Give back the whole listing exactly as shown.

=== Given records ===

********************

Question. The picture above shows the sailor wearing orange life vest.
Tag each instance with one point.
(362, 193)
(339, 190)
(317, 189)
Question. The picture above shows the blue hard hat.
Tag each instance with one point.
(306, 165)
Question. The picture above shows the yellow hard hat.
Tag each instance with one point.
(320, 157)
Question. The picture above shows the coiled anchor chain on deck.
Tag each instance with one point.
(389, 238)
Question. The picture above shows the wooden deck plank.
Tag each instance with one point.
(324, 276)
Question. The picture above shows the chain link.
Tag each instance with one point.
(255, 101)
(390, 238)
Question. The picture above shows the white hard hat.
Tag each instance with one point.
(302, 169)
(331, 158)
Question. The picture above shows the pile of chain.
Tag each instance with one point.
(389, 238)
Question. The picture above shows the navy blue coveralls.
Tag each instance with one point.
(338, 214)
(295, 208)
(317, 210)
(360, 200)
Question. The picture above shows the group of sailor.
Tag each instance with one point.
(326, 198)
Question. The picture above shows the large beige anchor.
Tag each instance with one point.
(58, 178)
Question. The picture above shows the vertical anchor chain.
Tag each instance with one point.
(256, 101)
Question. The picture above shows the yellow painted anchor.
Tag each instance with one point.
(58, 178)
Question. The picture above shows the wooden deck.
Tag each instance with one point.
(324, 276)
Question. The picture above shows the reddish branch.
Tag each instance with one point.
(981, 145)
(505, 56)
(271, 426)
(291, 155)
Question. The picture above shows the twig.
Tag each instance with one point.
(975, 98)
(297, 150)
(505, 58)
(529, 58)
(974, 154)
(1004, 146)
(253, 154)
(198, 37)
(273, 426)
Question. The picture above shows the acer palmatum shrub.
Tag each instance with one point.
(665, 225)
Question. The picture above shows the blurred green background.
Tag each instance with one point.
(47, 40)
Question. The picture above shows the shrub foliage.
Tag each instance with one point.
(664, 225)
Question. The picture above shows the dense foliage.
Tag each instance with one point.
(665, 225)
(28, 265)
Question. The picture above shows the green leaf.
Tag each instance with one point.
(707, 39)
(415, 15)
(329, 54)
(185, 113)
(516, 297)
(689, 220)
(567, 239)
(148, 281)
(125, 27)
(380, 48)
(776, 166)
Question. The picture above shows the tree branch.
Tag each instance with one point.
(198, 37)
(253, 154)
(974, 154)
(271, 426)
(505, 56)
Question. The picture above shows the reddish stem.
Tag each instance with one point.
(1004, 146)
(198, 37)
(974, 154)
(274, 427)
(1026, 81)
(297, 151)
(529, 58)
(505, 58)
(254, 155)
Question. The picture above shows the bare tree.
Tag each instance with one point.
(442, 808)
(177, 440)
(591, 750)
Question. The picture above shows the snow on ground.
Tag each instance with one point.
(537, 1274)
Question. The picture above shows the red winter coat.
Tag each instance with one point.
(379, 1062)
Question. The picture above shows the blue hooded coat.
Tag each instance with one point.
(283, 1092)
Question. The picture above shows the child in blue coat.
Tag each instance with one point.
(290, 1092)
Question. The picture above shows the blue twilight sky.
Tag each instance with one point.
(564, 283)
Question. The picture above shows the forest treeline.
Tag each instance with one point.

********************

=== Task answer ===
Question. The picture above shows the sailor wearing orange life vest.
Tag each instance with one point.
(362, 193)
(339, 190)
(317, 189)
Question. The picture above shows the blue hard hat.
Tag each instance with one point.
(306, 165)
Question. The picture above shows the yellow hard hat.
Tag each instance with one point.
(320, 157)
Question. The picture above shows the coiled anchor chain on deck.
Tag each instance with one point.
(389, 238)
Question. The picture above shows the wooden deck plank.
Tag each instance with one point.
(324, 276)
Question. The picture above shows the chain link.
Tag each instance with one point.
(255, 101)
(390, 238)
Question. The picture above shows the white hard hat.
Tag each instance with one point.
(302, 169)
(331, 158)
Question. The picture above shows the pile of chain.
Tag each instance with one point.
(389, 238)
Question. The picture above shows the navy blue coveralls.
Tag each instance with one point.
(338, 214)
(295, 208)
(317, 210)
(360, 200)
Question. The picture above shows the group of sailor.
Tag each instance with one point.
(326, 198)
Question. The picture above shows the large beige anchor.
Tag each instance with one point.
(58, 178)
Question. The picture above shows the vertical anchor chain.
Tag each instance with one point.
(256, 101)
Question. The picture above shows the yellow painted anchor.
Tag each instance with one point.
(58, 178)
Question. The picture above shows the wooden deck.
Tag each instance with one point.
(324, 276)
Question. The picture above shows the reddish branch.
Tag each instance with one point.
(981, 145)
(505, 56)
(271, 426)
(291, 155)
Question. The picture above shows the twig.
Tag each instance with one point.
(975, 98)
(297, 150)
(505, 58)
(529, 58)
(974, 154)
(1004, 146)
(253, 154)
(198, 37)
(273, 426)
Question. The picture above shows the acer palmatum shrub.
Tag each instance with one point.
(665, 225)
Question. The picture above shows the blurred green background.
Tag each instance with one point.
(47, 40)
Question. The picture above shows the shrub foliage.
Tag each instance with one point.
(664, 225)
Question. The picture above shows the dense foliage.
Tag each instance with one point.
(665, 225)
(28, 265)
Question. The picture above shows the green leaf.
Tag each instance with one point.
(707, 39)
(415, 15)
(329, 54)
(185, 113)
(516, 297)
(689, 220)
(567, 239)
(148, 281)
(125, 27)
(380, 48)
(776, 166)
Question. The picture above shows the tree branch.
Tag each instance with one point.
(198, 37)
(253, 154)
(974, 154)
(271, 426)
(505, 56)
Question. The picture above shows the reddish stem.
Tag each instance with one point.
(1004, 146)
(198, 37)
(974, 154)
(274, 427)
(1026, 81)
(297, 151)
(529, 58)
(505, 58)
(254, 155)
Question. The picture above shows the bare tree.
Tag each instance with one point.
(442, 808)
(177, 440)
(591, 750)
Question. The picture above shows the snow on ground.
Tag each instance with one point.
(537, 1274)
Question. The picture above shows the red winter coat.
Tag each instance with one point.
(379, 1062)
Question. The picture above shows the blue hooded coat.
Tag each instance with one point.
(283, 1092)
Question. The picture above shows the child in blue coat.
Tag each instance with one point.
(290, 1092)
Question. The picture above shows the blue twilight sky.
Tag each instance with one point.
(564, 283)
Question. The picture above shows the forest treeline.
Tag each instance with one point.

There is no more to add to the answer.